[DATASET]
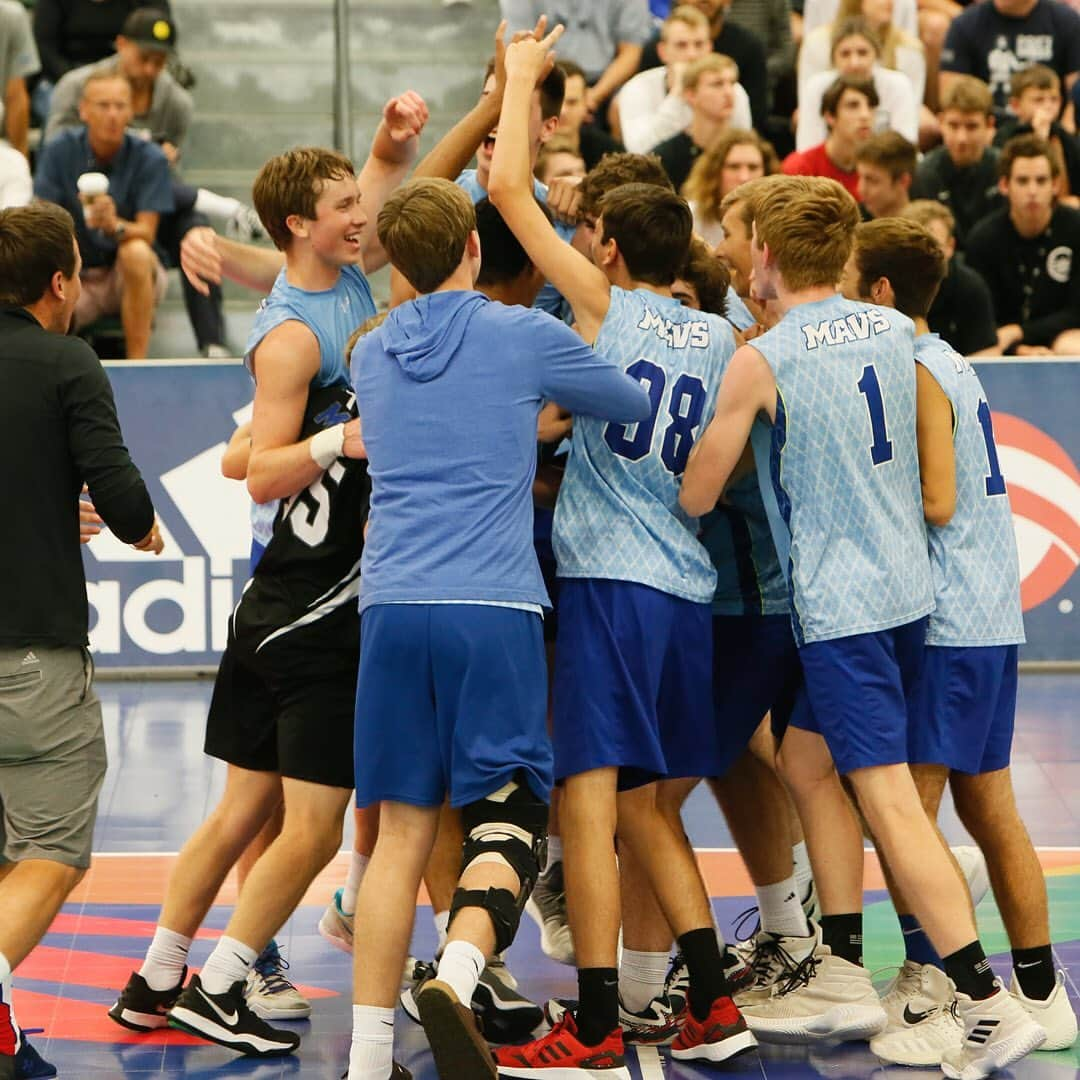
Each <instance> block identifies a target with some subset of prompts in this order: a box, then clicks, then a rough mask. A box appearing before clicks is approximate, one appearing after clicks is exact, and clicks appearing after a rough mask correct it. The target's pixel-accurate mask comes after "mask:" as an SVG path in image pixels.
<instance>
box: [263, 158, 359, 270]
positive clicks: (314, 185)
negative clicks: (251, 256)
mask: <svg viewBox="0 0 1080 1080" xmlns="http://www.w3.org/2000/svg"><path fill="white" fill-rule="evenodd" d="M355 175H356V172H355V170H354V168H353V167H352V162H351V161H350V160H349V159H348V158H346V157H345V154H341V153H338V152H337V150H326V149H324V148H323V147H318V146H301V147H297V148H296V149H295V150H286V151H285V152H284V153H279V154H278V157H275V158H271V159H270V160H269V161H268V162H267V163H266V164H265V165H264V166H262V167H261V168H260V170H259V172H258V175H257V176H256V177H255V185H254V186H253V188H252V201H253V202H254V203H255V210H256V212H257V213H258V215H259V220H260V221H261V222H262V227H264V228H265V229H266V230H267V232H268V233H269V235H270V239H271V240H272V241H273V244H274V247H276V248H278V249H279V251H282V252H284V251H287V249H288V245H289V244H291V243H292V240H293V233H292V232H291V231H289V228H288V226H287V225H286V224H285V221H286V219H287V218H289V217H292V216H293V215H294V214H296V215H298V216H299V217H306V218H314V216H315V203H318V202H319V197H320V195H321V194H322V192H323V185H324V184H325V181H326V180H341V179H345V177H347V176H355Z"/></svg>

[EXERCISE AIM] Say, as a number only, how many lines of the data contain "instance".

[RESPONSE AREA] 2